_DESCRIPTION OF THE TASK_.
Set the listing down unchanged, minus every embedded image.

_INPUT FOR THIS TASK_.
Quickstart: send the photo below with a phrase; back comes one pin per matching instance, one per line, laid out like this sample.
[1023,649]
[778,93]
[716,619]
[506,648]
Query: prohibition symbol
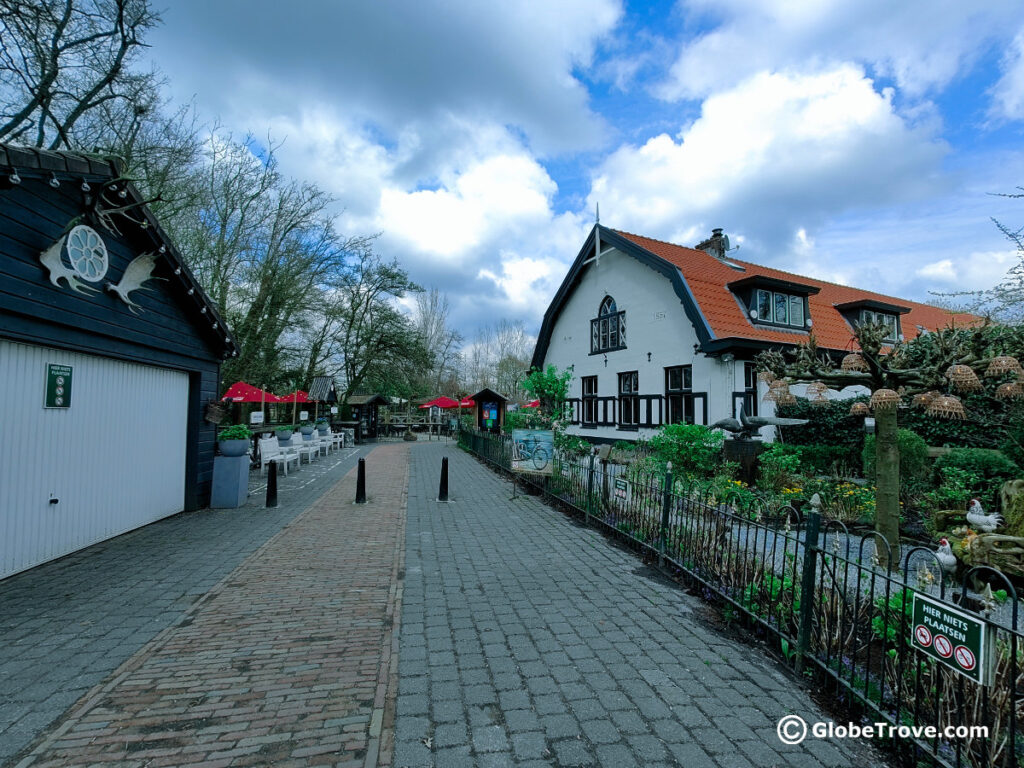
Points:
[965,657]
[924,635]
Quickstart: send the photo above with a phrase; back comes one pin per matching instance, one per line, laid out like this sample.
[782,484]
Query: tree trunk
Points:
[887,483]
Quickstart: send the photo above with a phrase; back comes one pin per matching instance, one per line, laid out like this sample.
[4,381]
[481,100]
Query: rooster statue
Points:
[945,556]
[978,520]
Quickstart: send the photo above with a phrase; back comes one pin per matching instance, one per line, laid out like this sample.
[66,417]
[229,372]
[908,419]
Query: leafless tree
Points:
[61,59]
[441,342]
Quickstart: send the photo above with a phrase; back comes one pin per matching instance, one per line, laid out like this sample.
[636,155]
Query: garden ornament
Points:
[748,427]
[979,520]
[945,556]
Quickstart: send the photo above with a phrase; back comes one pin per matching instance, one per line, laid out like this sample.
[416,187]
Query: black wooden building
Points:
[110,352]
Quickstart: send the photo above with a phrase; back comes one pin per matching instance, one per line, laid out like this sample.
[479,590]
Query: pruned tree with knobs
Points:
[931,372]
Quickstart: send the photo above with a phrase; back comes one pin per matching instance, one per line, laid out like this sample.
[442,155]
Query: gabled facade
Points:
[656,333]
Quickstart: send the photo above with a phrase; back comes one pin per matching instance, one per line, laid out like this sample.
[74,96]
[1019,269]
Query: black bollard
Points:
[360,483]
[271,485]
[442,491]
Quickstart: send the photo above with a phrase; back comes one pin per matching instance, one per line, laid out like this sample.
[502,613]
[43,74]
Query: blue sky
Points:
[858,140]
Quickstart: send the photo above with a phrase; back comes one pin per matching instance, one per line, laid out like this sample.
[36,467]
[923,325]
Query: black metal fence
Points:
[821,596]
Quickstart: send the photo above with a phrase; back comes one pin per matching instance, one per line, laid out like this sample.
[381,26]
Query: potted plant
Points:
[233,440]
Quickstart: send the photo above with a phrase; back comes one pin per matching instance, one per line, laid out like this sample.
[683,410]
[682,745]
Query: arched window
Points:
[607,331]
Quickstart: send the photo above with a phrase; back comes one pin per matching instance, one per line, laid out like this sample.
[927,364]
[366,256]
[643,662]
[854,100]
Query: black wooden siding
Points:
[169,331]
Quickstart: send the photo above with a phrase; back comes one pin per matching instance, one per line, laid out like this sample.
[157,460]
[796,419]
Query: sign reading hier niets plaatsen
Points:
[958,640]
[57,386]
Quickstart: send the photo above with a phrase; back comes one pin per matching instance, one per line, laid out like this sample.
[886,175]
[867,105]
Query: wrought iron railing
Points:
[821,596]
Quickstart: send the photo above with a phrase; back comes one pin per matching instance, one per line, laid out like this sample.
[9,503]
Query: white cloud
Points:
[776,154]
[920,44]
[978,270]
[1008,94]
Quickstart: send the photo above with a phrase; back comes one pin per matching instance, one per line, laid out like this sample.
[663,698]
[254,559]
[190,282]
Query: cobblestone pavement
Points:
[528,640]
[66,626]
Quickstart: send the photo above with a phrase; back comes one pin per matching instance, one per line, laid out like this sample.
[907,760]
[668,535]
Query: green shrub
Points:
[990,468]
[827,425]
[692,449]
[838,461]
[955,488]
[912,456]
[777,469]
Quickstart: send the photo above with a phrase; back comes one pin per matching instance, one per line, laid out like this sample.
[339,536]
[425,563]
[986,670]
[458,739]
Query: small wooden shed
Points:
[365,409]
[489,410]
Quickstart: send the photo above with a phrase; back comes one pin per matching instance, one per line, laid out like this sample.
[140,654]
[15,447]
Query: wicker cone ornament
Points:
[964,378]
[923,399]
[946,407]
[1012,390]
[816,389]
[1003,364]
[884,398]
[854,361]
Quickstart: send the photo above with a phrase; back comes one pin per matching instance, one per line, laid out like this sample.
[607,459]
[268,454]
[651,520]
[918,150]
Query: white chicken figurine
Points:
[978,520]
[945,556]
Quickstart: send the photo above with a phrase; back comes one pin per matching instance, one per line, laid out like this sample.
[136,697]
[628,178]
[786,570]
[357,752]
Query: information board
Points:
[57,386]
[961,641]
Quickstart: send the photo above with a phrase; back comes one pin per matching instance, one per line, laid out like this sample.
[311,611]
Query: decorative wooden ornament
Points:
[854,361]
[860,409]
[1003,364]
[963,378]
[884,398]
[784,397]
[946,407]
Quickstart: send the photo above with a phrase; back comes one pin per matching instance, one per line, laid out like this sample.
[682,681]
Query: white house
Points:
[656,333]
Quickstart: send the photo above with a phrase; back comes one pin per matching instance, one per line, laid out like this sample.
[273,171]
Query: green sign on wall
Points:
[958,640]
[57,386]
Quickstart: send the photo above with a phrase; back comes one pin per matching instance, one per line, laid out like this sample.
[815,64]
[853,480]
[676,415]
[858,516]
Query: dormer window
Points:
[770,301]
[891,322]
[779,308]
[872,310]
[607,331]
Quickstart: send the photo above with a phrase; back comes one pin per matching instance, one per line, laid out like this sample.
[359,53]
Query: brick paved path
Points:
[528,640]
[66,626]
[286,662]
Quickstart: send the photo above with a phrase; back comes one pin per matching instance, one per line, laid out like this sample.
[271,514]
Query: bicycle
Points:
[530,450]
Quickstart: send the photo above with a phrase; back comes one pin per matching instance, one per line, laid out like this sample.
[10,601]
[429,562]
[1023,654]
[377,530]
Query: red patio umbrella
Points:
[441,402]
[242,392]
[297,396]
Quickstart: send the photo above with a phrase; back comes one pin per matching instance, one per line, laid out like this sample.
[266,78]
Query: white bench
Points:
[270,450]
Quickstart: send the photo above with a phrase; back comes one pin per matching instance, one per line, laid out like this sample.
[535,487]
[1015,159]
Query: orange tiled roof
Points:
[707,278]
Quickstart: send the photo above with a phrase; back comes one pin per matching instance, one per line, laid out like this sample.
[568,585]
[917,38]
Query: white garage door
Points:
[114,461]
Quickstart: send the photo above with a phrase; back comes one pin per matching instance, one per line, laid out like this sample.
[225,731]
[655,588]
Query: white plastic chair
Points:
[270,450]
[307,449]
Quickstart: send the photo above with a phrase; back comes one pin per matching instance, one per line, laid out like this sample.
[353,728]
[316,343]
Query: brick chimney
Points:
[716,245]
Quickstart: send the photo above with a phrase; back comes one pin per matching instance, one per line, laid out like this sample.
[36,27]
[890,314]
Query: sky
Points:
[861,141]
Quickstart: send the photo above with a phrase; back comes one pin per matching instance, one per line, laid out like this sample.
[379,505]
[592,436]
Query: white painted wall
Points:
[116,459]
[655,323]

_RESPONSE_.
Quickstart: send the photo below with a phrase; back comes one pin per matching instance, one per line, laid out like this sample.
[1023,649]
[778,93]
[716,619]
[506,648]
Query: prohibition symbol
Points:
[965,657]
[924,635]
Quickstart: send the photo above with a phrase; back comes one pin per matching instance, one per line, laid out like this sample.
[782,484]
Query: tree trunk
Points:
[887,483]
Quickstart: send the photo above with a phrase; back comes one pin per matching instance, one per line, laid out like this sample.
[4,381]
[481,100]
Query: rooster statue
Points:
[945,556]
[978,520]
Quickstart: send the photo above with a phrase; back comes one pin per matching instance, one per line, laid out like this sample.
[66,417]
[229,372]
[908,419]
Query: leafless tree
Points:
[61,59]
[441,342]
Quickstart: send the photo above with a phrase; back comes one pin per matching instance, one per line, laid out like this sample.
[636,155]
Query: garden ornament
Points:
[748,427]
[979,520]
[945,556]
Quickstart: send the photo above with a phrase; back comes one pin per matching instance, one per line, laid out like this sample.
[416,187]
Query: black wooden building
Points:
[110,352]
Quickstart: send the photo above with a phrase; back comes one pin per matching instance, one per line, laid out like this sample.
[479,590]
Query: pruned tree with knobs
Points:
[931,372]
Quickstart: send the photo above with a phrase; back comes one pin per matching instance, one per line, laid out like this sample.
[442,155]
Query: gabled facade
Points:
[656,333]
Quickstart: send the photo above with a phrase; back comes one pin per matching instance, one per line, laid out like this sample.
[74,96]
[1019,269]
Query: black bollard
Points:
[360,483]
[271,485]
[442,491]
Quickstart: send the photo above with a phrase; back comes one pin per matching instance, one per line, laid out like this sample.
[502,613]
[43,74]
Query: blue sky
Points:
[858,140]
Quickstart: send the photo above with a phrase; back comes one pin per matching instance, one per line, laid out like this sample.
[36,467]
[923,325]
Query: black metal fence
Points:
[821,596]
Quickstart: send the photo above with a phrase; back comes one pin per matching instance, one per line, laid out like this sample.
[381,26]
Query: potted plant
Points:
[233,440]
Quickstart: send the photo above with a phrase; back comes one pin per matching instance, one per line, laid out like this sample.
[683,410]
[682,745]
Query: arched window
Points:
[607,331]
Quickstart: send the photo above with a phrase; back comes one pin per matching instance, one per line, laid out like this sample.
[927,364]
[366,256]
[643,662]
[854,100]
Query: black wooden siding
Points:
[169,331]
Quickstart: send the photo above with a phrase; back comes one pin per matching instance, one per line, laid out like this sample.
[157,460]
[796,419]
Query: sign reading hier niets plaatsen
Points:
[958,640]
[57,386]
Quickstart: send the photo above with a phrase; back comes one pin per matching instance, one per line, laid out like this sample.
[886,175]
[867,105]
Query: wrought iron railing
Points:
[821,596]
Quickstart: send the photo above with a phrase; back comes one pin per matching instance, one per line, laid out like this sample.
[9,503]
Query: white cloud
Points:
[776,154]
[920,44]
[978,270]
[1008,94]
Quickstart: send the photo above with a phrase; back comes one pin per matching instance, one per line, laid out like this sample.
[663,698]
[254,559]
[190,282]
Query: cobblestone pavement
Points:
[528,640]
[66,626]
Quickstart: send the photo above with a phrase; back comes one pin per matching instance, one per line, laid out like this sample.
[907,760]
[668,535]
Query: green shrub
Points:
[990,468]
[827,425]
[692,449]
[838,461]
[955,488]
[912,456]
[777,469]
Quickstart: send the photo above with a phrase; back comes one pin per matching instance, one per line, laid out like this sample.
[339,536]
[425,563]
[986,670]
[458,739]
Query: small wooden shed
Points:
[365,409]
[489,410]
Quickstart: send the photo above with a phrase; back comes one pin per matching instance, one per line, laid out like this sample.
[140,654]
[15,447]
Query: wicker cone ornament
Points:
[964,378]
[923,399]
[946,407]
[1012,390]
[816,389]
[1003,364]
[884,398]
[854,361]
Quickstart: send the photo above with a phrase; back comes one pin per matching instance, one per line, laid out like this sample.
[607,459]
[268,454]
[651,520]
[918,150]
Query: white chicken figurine
Points:
[978,520]
[945,556]
Quickstart: send the photo above with a phrase; back comes one pin per matching instance, one per line, laid out like this sample.
[136,697]
[628,178]
[786,570]
[357,752]
Query: information board
Points:
[57,386]
[961,641]
Quickstart: send the photo above with a phrase; back comes one pin per matching instance, one per line, laid out like this sample.
[311,611]
Query: decorative wooden ornament
Points:
[854,361]
[860,409]
[1003,364]
[963,378]
[884,398]
[784,397]
[946,407]
Quickstart: send the photo above with a phrase; back comes one pin per matching instance, one per line, laid out like this sample.
[682,681]
Query: white house
Points:
[656,333]
Quickstart: send the photo above with a phrase; back comes one pin per matching instance, one per line, laid out like this sample.
[273,171]
Query: green sign on wall
Points:
[958,640]
[57,386]
Quickstart: send the photo above with a phrase; back comes one pin per matching instance, one per line, laid out like this sample.
[815,64]
[853,480]
[676,415]
[858,516]
Query: dormer window
Points:
[770,301]
[891,322]
[779,308]
[872,310]
[607,331]
Quickstart: send the photo above with a phrase; back comes one pin per matching instance, one per line, laid out like this sample.
[359,53]
Query: brick paved path
Points:
[528,640]
[66,626]
[286,662]
Quickstart: send the photo above with a phrase; back comes one pin per matching instance, one per line, laid out like this sample.
[271,514]
Query: bicycle
Points:
[530,450]
Quickstart: send the photo above with a phrase; back comes one pin per matching instance, one per line, laid out like this sample.
[10,601]
[429,562]
[1023,654]
[377,530]
Query: red patio umbrella
Points:
[441,402]
[242,392]
[297,396]
Quickstart: send the photo above with a phrase; back comes one pin per matching instance, one per line, laid out like this sample.
[266,78]
Query: white bench
Points:
[270,450]
Quickstart: send the photo above with a phrase; back comes one pin per matching instance, one per line, laid out like this sample.
[535,487]
[1015,159]
Query: orange tiled roof
Points:
[707,278]
Quickstart: send the photo above with a phrase; back comes one pin per matching instance, one per line, laid out like this sample.
[568,585]
[917,38]
Query: white garage door
Points:
[114,461]
Quickstart: send the photo above with a phrase; back comes one pin per matching instance, one per line, laid out like this sample.
[225,731]
[655,588]
Query: white plastic chair
Points:
[270,450]
[307,449]
Quickstart: send the photo above with a phrase; back comes one pin per matching instance, one per line, laid out like this sample.
[353,728]
[316,343]
Query: brick chimney
Points:
[716,245]
Quickstart: send the photo above with a phrase; back comes one pin per matching instance, one per line, laid out like this sample.
[36,27]
[890,314]
Query: sky
Points:
[861,141]
Quickstart: send the photo above with a phrase; back comes one pin per matching instance, one per line, laid out like this sample.
[379,505]
[592,436]
Query: white painted wall
Points:
[116,459]
[655,323]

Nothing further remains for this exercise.